**Records:**
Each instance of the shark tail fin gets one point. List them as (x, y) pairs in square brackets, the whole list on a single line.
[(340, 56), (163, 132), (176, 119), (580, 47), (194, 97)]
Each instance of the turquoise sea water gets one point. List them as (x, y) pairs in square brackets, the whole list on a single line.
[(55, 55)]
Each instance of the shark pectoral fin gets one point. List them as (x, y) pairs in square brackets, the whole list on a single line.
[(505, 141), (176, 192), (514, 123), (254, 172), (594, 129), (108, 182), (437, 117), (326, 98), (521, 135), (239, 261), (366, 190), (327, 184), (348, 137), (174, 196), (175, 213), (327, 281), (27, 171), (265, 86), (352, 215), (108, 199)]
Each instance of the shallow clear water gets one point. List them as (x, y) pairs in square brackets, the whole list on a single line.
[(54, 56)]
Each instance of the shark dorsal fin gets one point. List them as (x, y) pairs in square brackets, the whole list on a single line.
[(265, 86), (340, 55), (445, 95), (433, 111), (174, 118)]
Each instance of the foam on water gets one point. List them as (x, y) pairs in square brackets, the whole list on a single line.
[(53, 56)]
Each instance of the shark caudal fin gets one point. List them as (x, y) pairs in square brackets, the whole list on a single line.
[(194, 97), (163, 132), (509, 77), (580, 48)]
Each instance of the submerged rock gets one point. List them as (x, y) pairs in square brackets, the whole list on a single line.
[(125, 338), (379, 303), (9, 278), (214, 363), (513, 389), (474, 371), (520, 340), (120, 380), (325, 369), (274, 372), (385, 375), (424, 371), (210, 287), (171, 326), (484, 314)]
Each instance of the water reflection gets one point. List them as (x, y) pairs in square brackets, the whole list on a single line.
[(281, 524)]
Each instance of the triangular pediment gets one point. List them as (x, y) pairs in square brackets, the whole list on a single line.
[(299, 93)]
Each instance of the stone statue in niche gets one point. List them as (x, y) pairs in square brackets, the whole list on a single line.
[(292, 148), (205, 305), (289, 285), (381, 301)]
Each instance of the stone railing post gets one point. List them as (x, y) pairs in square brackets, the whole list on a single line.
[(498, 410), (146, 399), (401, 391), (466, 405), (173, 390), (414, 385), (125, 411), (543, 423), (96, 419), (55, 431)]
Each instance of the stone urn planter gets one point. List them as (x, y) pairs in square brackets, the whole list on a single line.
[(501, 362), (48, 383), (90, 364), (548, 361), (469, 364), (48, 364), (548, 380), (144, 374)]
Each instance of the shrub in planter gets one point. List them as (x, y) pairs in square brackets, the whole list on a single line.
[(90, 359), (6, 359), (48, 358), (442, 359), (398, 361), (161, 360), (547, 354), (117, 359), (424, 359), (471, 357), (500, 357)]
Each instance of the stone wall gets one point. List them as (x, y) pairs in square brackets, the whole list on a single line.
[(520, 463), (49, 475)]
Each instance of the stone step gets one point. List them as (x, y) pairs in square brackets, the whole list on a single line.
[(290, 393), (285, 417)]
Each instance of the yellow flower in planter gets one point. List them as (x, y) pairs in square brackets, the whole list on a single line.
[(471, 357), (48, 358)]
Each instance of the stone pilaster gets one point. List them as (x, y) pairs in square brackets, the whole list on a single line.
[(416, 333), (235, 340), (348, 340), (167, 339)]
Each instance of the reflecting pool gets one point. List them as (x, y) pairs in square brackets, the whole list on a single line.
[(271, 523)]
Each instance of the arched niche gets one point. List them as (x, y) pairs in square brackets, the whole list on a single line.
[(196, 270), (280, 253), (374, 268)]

**Given task:**
Rewrite all of the data above, replacing "single line" with "single row" wherever it occurs and leaving everything else unchanged.

**Task solution:**
Each instance of the shark tail fin gets one point. List them as (x, y) pairs in square brackets, the whole list on a single row.
[(340, 56), (163, 132), (176, 119), (580, 47), (194, 97)]
Each instance of the turquoise sea water gets one point. List them as (x, y) pairs in square brackets, the whole list on a single row.
[(55, 55)]
Each instance of the shark pectoral fin gets one point. List them as (x, y) pairs in square brackets, the whole list on a single row.
[(505, 141), (176, 192), (514, 123), (254, 172), (594, 129), (108, 182), (437, 117), (326, 98), (521, 135), (239, 261), (366, 190), (327, 184), (348, 137), (174, 196), (175, 213), (327, 281), (27, 171), (265, 86), (352, 215), (108, 199)]
Each instance of the shallow clear water gets one point. List them as (x, y) pairs in square brackets, the whole list on a single row.
[(54, 56)]
Each instance of the shark dorsal fin gets one point. List them as (x, y) pairs in square brackets, the whole list on a single row.
[(265, 86), (340, 55), (445, 95), (433, 111), (174, 118)]
Each instance of the foam on water gets one point. List them as (x, y) pairs in square brackets, the whole list on a single row.
[(53, 56)]
Each instance of the shark caudal fin gets one point. List them as (x, y) pairs in square brackets, the whole list on a single row.
[(194, 97), (163, 132), (509, 77), (580, 48)]
Each instance of the submerged rock gets one point. List them as (x, y) pairs in square brackets, the whole list on a single row.
[(125, 338), (379, 303), (9, 278), (214, 363), (513, 389), (474, 371), (520, 340), (120, 380), (325, 369), (274, 372), (385, 375), (424, 371), (210, 287), (171, 326), (484, 314)]
Each instance of the water reflection gets one point. List them as (x, y) pairs in square brackets, the whole list on a single row.
[(281, 524)]
Each instance of the triangular pediment gets one point. List them as (x, y) pairs in square brackets, the whole list on a single row.
[(299, 93)]
Each instance of the stone statue in niche gets one point. List them as (x, y) pairs in square brackets, the whole list on a single row.
[(292, 148), (205, 305), (289, 285), (381, 301)]
Each instance of the stone railing post gets one point. List them as (x, y) pairs in square brackets, the whole list on a single row.
[(498, 410), (146, 399), (401, 391), (466, 405), (173, 390), (414, 385), (125, 411), (543, 423), (96, 419), (55, 431)]
Each instance of the stone urn planter gets one point. List them as (x, y) pairs in square brackets, the whole list on a single row.
[(501, 362), (48, 383), (90, 364), (548, 361), (469, 364), (48, 364), (548, 380), (144, 374)]
Each instance of the shrub in planter gets one point. List them as (x, y) pairs in square brackets, the whole list on a single row.
[(90, 359), (6, 359), (48, 358), (442, 359), (398, 361), (161, 360), (547, 354), (117, 359), (424, 359), (471, 357), (500, 357)]
Each instance of the stone wall gets one point. List them as (x, y) pairs in square brackets, the whole list on a single row.
[(520, 463), (49, 475)]
Each instance of the stone step gets one point. List them as (x, y) pairs in square brackets, the whole list on a single row.
[(290, 393), (285, 417)]
Each instance of the yellow flower in planter gets one point. List them as (x, y) pairs in square brackets, the whole list on a single row.
[(471, 357), (48, 358)]
Each instance of the stone pilaster gets one point. List them as (x, y) pairs in square brackets, the whole list on a single row.
[(416, 333), (235, 340), (348, 340), (167, 339)]
Each instance of the reflecting pool gets one point. List them as (x, y) pairs in square brackets, the whole list on a single row.
[(271, 523)]
Each instance of the arched niche gets one point. List them as (x, y) pairs in square brackets, the whole list on a single row.
[(196, 270), (280, 253), (374, 268)]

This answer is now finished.